A group of state bank regulators is forming a task force to develop new mortgage servicing standards for non-bank firms, according to an announcement released Wednesday.
In its announcement, the Conference of State Bank Supervisors (CSBS) said it established the task force as a response to the explosive growth of non-bank servicers like Ocwen Financial and Nationstar Mortgage, both of which have moved to snap up servicing rights from depository firms and climb the ranks of the nation's biggest outfits.
As regulatory standards have become more burdensome, more of the country's largest banking firms have offloaded parts of their mortgage servicing rights (MSR) portfolios to these non-bank companies, who operate in a less stringent environment.
These movements—and the growth of the companies taking over that business—have captured the attention of some financial supervisors already, including Benjamin Lawsky, New York's superintendent of financial services, whose office has gone after Ocwen and Nationstar with allegations of borrower abuses and improper business practices.
With the founding of its new task force, CSBS says it hopes to analyze recent growth and developments at non-bank servicers, including corporate governance, operational risk, and changes to financial capacity they've experienced since the mortgage crisis. Through its study, the group seeks to come up with recommendations for prudential standards
"These firms provide a critical function in our housing finance system," CSBS said in its release. "It is important for the states to understand how this growth should inform changes to the regulatory framework."
Throughout the process, CSBS says it will engage with industry participants, federal agencies, and other stakeholders.
"There have been significant changes in mortgage finance following the mortgage crisis," said CSBS President and CEO John W. Ryan. "As the industry continues to change and policy makers contemplate housing finance reform, it is important we provide an appropriate regulatory framework to instill market confidence and ensure consumer protection."
A number of financial regulators and supervisors from various states have been appointed to the task force, including representatives from South Dakota, Texas, Minnesota, and Massachusetts, among others. Lawsky is absent in the list, though New York's Department of Financial Services will be represented by Executive Deputy Superintendent Dan Burnstein.
The group anticipates delivering an initial report to CSBS' board of directors in early December.

> [YOUR GOAL]:
Answer these questions about the article on the mortgage servicing task force:
(a) Which two non-bank servicers does the announcement name as examples of explosive growth?
(b) Who will represent New York's Department of Financial Services on the task force?
(c) When does the group expect to deliver its initial report, and to whom?

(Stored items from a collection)
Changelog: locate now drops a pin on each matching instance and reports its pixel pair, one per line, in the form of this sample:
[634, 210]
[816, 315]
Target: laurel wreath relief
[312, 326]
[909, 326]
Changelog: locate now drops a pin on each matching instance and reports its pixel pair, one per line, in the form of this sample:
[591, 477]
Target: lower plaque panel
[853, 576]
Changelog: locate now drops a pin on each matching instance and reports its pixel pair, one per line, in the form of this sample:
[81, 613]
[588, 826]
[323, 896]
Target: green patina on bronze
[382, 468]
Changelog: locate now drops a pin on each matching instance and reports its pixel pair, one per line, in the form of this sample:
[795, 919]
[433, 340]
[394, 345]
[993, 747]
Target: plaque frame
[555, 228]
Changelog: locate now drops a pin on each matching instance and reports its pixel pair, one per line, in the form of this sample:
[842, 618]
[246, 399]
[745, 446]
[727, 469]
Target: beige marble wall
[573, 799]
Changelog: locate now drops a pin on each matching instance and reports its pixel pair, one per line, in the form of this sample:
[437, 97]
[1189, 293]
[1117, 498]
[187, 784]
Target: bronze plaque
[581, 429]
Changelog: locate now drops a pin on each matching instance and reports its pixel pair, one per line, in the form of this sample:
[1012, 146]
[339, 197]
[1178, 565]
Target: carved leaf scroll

> [RESPONSE TO THIS EXERCISE]:
(a) Ocwen Financial and Nationstar Mortgage
(b) Executive Deputy Superintendent Dan Burnstein
(c) In early December, to CSBS' board of directors